» Activity
When you copy the records that follow, please keep every word exactly as it is and leave out the pictures.

»»

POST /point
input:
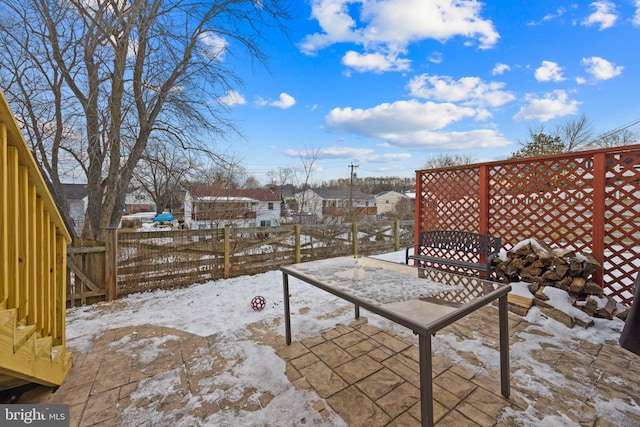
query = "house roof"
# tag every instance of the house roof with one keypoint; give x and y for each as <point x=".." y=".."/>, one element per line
<point x="382" y="194"/>
<point x="342" y="194"/>
<point x="262" y="195"/>
<point x="75" y="191"/>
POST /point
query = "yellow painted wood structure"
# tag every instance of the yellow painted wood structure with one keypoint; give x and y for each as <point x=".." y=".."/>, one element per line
<point x="33" y="246"/>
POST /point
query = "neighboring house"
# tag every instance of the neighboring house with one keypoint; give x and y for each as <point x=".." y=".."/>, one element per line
<point x="77" y="199"/>
<point x="322" y="203"/>
<point x="214" y="208"/>
<point x="387" y="201"/>
<point x="137" y="201"/>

««

» Result
POST /point
input:
query = "house roof"
# tag every instance of the house roof with one keypoint; give x and y for each as <point x=".." y=".."/>, one element per line
<point x="382" y="194"/>
<point x="342" y="194"/>
<point x="262" y="195"/>
<point x="75" y="191"/>
POST /point
query = "yellow painted wood structure"
# tag every instance of the yellow painted wood structure with one keypoint; give x and y for each as <point x=".." y=".."/>, one element per line
<point x="33" y="246"/>
POST /point
query = "neighboring house"
# tag every instance of the neighboring house with one keypoint; give x and y for each as <point x=".." y=".."/>, one element per line
<point x="77" y="199"/>
<point x="322" y="203"/>
<point x="214" y="208"/>
<point x="387" y="201"/>
<point x="137" y="201"/>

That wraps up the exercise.